### Source text ###

- Born: c. 1957 Riyadh, Saudi Arabia
- Died: 12 November 2019 Saudi Arabia
- Education: Imam Muhammad ibn Saud University
- Occupations: Islamic scholar, judge, academic
- Movement: Sahwa movement

= Fahd Al-Qadi =

Saudi Arabian Islamic scholar (c.1957–2019)

Sheikh Fahd Al-Qadi (الشيخ فهد القاضي) (c. 1957 - 12 November 2019) was a Saudi Arabian Islamic scholar, judge and academic who died in the prison due to acute pneumonia. He was associated with the Sahwa movement and Committee for the Promotion of Virtue and the Prevention of Vice (Saudi Arabia) Alumnus of Imam Muhammad ibn Saud University.

In 2013, he had objected to a decision by the Saudi Minister of Education to allow female students to attend horse races.

==Early life and education==
Sheikh Al-Zahid Al-Abed Al-Muhtasib Abi Abdullah Fahd bin Suleiman bin Muhammad Al-Qadi was born in 1377 H in Riyadh. After graduating from high school he studied one semester in Islamic University of Madinah and then graduated from Imam Muhammad ibn Saud University.

==Arrest==

He was in custody since September 2016 after sending a letter of secret advice to the royal court. In October 2019, he was sentenced to six years in prison. He was arrested along with Abdulaziz al-Tarefe, Ibrahim al-Sakran and Mohammed Al-Hudaif.

==Death==
Al-Qadi died on 12 November in Saudi prison of pneumonia. His family blamed authorities for his death as a result of medical negligence. He was laid to rest on 13 November 2019 and a large number of people attended his funeral prayers at Al-Rajhi Mosque in Riyadh.

###

Problem A. According to the biography of Fahd Al-Qadi, where were his funeral prayers held?
Problem B. For each statement, decide whether it agrees with the biography of Fahd Al-Qadi, answering yes or no and quoting the words that settle it: (i) He studied for one semester at the Islamic University of Madinah. (ii) He was sentenced to ten years in prison. (iii) He was laid to rest on 12 November 2019.
Problem C. Extract from the biography of Fahd Al-Qadi everything from "Sheikh Fahd Al-Qadi" down to "of Imam Muhammad ibn Saud University.".
The records are not needed for any of this work.

### Material shown ###

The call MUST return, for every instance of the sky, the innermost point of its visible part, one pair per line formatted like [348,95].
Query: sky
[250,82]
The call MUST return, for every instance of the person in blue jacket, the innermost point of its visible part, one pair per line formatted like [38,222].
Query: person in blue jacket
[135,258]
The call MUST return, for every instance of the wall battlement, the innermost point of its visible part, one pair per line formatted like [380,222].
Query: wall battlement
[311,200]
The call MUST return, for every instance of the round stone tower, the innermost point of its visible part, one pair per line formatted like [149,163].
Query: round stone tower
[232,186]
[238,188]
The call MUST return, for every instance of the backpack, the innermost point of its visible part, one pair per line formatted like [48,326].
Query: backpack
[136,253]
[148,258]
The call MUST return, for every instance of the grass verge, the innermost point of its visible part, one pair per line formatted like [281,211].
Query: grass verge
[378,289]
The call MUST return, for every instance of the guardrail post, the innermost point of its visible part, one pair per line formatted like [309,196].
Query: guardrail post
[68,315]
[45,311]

###

Answer box A. At Al-Rajhi Mosque in Riyadh.

Answer box B.
(i) Yes: "he studied one semester in Islamic University of Madinah"
(ii) No: "he was sentenced to six years in prison"
(iii) No: "He was laid to rest on 13 November 2019"

Answer box C.
Sheikh Fahd Al-Qadi (الشيخ فهد القاضي) (c. 1957 - 12 November 2019) was a Saudi Arabian Islamic scholar, judge and academic who died in the prison due to acute pneumonia. He was associated with the Sahwa movement and Committee for the Promotion of Virtue and the Prevention of Vice (Saudi Arabia) Alumnus of Imam Muhammad ibn Saud University.